— Objective —
Only the run of lines from the one containing "query: railing" through the last line should be returned, exactly as written.

— Information supplied —
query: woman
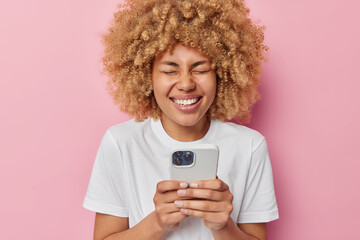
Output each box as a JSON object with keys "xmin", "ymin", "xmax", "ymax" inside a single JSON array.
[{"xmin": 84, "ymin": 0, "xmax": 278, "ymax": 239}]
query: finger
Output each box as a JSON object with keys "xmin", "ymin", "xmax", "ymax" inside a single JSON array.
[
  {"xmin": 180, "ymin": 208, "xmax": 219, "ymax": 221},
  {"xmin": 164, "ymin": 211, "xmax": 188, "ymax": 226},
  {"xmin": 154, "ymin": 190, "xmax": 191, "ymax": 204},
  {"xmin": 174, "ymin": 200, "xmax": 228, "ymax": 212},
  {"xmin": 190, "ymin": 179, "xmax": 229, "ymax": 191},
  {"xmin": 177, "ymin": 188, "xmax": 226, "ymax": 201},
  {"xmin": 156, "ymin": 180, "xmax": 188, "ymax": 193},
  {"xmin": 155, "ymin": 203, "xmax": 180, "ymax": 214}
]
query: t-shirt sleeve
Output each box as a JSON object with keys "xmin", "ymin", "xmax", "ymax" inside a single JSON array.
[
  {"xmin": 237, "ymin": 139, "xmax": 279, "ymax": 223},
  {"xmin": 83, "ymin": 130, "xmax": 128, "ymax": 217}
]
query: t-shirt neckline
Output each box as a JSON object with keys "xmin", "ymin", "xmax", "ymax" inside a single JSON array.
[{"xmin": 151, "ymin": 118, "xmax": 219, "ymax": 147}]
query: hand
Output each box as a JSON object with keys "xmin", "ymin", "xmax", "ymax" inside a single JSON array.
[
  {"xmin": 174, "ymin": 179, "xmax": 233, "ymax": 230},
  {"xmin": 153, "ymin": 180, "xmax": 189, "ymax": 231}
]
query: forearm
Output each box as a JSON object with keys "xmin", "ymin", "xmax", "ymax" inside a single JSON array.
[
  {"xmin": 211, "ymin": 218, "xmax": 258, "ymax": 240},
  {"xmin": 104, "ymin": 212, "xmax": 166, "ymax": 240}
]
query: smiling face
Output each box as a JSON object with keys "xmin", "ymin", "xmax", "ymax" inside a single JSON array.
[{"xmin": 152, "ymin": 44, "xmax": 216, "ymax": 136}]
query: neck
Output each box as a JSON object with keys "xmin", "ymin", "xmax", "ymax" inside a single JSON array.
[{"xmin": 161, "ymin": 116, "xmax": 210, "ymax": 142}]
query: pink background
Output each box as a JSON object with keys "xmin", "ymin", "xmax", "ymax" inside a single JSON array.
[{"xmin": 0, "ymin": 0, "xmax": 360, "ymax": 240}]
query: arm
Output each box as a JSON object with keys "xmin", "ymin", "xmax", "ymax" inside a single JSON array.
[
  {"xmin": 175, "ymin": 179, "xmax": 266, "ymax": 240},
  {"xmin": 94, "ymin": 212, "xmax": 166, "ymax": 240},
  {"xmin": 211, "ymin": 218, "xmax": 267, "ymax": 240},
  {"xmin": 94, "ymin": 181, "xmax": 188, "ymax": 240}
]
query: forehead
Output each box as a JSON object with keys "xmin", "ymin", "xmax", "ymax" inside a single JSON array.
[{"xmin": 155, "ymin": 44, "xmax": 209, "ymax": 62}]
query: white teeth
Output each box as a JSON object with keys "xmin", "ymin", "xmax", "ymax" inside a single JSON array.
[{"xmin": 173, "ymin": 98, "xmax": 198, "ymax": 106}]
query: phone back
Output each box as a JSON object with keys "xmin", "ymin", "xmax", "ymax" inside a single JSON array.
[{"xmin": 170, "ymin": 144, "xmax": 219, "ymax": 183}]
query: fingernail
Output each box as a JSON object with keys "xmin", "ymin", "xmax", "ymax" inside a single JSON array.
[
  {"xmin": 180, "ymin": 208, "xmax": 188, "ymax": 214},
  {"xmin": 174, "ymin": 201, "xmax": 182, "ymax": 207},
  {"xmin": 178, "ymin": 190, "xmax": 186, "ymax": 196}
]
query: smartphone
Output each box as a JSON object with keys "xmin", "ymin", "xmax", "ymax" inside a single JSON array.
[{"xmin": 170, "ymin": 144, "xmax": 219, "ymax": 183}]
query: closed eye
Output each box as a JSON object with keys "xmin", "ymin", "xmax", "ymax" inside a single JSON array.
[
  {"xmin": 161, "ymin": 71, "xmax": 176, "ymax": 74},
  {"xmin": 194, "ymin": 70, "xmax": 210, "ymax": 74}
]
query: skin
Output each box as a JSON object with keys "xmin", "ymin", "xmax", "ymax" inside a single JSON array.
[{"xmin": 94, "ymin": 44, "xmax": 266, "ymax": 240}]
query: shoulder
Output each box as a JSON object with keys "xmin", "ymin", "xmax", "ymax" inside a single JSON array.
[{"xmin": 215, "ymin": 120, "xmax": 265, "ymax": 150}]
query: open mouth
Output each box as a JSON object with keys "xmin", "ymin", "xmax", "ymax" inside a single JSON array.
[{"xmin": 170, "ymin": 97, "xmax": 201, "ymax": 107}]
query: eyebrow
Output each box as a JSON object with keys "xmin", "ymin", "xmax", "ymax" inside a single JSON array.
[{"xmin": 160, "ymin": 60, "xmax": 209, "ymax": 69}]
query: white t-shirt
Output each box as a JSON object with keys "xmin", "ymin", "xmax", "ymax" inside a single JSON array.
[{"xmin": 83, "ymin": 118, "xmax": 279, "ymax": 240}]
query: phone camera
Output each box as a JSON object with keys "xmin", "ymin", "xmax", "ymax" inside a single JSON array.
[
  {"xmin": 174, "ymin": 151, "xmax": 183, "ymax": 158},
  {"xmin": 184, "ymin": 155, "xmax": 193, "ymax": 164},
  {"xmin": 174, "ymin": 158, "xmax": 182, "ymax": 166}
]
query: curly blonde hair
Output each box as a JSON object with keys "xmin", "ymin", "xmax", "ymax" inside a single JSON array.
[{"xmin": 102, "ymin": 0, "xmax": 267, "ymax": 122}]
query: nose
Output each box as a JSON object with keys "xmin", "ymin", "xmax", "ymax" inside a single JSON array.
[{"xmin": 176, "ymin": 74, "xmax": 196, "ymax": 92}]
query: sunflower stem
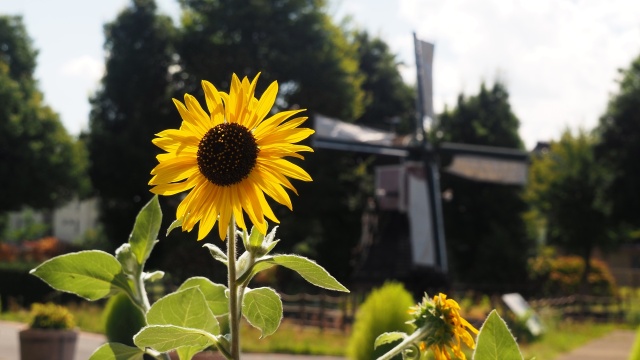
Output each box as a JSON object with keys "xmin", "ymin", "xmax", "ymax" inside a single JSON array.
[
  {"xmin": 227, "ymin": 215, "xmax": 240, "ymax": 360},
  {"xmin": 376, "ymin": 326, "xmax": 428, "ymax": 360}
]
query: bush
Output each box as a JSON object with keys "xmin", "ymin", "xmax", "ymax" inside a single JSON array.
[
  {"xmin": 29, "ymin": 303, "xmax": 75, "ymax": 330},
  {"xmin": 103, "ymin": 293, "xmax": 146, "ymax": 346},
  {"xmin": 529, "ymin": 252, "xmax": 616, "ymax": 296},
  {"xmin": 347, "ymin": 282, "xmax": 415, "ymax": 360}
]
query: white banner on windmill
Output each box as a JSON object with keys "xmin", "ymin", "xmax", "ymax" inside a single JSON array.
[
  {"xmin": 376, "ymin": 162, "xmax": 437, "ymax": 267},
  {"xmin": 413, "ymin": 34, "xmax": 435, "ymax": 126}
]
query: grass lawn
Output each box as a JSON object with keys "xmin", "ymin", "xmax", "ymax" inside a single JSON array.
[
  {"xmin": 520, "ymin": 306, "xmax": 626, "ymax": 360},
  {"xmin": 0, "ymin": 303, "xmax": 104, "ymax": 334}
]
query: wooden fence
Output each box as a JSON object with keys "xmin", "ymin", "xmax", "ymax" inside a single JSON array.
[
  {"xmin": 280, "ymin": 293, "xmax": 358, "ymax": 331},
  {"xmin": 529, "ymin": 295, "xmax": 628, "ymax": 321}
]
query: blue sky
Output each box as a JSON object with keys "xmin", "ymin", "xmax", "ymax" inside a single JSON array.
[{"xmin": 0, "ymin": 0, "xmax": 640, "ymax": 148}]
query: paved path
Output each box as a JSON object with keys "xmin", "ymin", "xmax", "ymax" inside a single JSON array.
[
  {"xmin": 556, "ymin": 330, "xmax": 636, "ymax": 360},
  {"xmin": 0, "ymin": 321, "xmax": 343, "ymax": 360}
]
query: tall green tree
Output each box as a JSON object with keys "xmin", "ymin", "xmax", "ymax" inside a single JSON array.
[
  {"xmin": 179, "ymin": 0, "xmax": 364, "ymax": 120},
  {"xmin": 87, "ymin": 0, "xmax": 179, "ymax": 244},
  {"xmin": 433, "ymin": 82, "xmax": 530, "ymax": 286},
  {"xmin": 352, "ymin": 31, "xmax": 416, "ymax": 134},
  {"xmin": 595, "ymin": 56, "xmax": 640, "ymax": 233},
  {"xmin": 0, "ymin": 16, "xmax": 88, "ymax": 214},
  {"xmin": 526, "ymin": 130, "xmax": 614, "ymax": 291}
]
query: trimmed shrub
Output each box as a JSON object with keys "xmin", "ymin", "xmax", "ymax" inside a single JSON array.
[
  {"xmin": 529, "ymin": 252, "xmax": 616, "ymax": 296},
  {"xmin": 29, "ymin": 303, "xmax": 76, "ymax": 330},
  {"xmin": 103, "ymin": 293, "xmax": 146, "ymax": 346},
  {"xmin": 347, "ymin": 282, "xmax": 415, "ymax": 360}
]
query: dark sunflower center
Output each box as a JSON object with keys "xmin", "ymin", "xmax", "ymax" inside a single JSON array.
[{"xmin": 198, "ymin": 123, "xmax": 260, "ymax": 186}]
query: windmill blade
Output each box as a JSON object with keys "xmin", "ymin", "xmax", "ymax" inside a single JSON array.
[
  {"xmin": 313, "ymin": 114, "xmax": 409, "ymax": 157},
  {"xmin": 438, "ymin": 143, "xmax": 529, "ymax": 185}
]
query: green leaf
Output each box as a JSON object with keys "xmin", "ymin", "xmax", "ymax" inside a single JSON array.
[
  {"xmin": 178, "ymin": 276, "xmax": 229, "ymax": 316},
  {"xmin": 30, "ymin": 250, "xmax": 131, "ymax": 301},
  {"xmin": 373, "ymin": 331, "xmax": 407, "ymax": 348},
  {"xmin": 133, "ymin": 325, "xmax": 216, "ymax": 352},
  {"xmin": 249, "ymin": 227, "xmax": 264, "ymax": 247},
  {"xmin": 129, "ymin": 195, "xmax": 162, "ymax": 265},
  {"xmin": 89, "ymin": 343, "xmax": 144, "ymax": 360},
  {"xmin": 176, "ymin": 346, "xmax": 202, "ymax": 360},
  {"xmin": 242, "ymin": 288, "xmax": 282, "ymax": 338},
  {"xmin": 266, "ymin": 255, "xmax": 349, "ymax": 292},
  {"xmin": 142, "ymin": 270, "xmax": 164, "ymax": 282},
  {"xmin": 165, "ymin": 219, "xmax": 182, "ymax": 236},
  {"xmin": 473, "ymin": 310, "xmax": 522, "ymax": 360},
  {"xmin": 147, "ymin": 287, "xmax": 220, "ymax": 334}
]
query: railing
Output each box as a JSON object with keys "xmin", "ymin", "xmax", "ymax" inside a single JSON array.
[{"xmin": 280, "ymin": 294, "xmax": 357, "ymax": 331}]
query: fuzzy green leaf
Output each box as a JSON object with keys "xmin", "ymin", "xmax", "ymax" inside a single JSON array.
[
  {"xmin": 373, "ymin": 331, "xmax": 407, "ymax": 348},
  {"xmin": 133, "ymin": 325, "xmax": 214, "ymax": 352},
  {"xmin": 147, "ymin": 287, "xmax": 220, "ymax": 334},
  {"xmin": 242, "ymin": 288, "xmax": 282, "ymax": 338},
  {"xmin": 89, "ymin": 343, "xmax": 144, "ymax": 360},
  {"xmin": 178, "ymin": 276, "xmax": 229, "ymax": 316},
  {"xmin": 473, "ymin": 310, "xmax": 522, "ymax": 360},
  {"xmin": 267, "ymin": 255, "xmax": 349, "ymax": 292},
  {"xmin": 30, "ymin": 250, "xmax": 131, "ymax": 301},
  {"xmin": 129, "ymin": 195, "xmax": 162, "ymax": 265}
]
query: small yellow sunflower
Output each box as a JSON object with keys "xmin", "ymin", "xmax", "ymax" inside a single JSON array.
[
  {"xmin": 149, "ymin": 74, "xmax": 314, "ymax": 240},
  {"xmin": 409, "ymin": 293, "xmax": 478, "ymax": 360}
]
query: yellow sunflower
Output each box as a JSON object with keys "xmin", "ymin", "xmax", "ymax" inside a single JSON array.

— Result of the exercise —
query: railing
Output each box as a JSON object with keys "xmin", "ymin", "xmax", "ymax" inside a single JSON array.
[{"xmin": 280, "ymin": 294, "xmax": 357, "ymax": 331}]
query: fuzzy green leaf
Output each box as a JSON object with keys "xmin", "ymin", "xmax", "ymax" inside a single JSON array.
[
  {"xmin": 373, "ymin": 331, "xmax": 407, "ymax": 348},
  {"xmin": 133, "ymin": 325, "xmax": 214, "ymax": 352},
  {"xmin": 147, "ymin": 287, "xmax": 220, "ymax": 334},
  {"xmin": 242, "ymin": 288, "xmax": 282, "ymax": 338},
  {"xmin": 89, "ymin": 343, "xmax": 144, "ymax": 360},
  {"xmin": 178, "ymin": 276, "xmax": 229, "ymax": 316},
  {"xmin": 473, "ymin": 310, "xmax": 522, "ymax": 360},
  {"xmin": 267, "ymin": 255, "xmax": 349, "ymax": 292},
  {"xmin": 30, "ymin": 250, "xmax": 131, "ymax": 301},
  {"xmin": 129, "ymin": 195, "xmax": 162, "ymax": 265}
]
query: small yellow sunflower
Output each box as a JSON object with keys "xmin", "ymin", "xmax", "ymax" inside a single JSON array.
[
  {"xmin": 149, "ymin": 74, "xmax": 314, "ymax": 240},
  {"xmin": 409, "ymin": 293, "xmax": 478, "ymax": 360}
]
query: yellow sunflower
Output each box as a JSON object with keys "xmin", "ymin", "xmax", "ymax" inside a single JSON array.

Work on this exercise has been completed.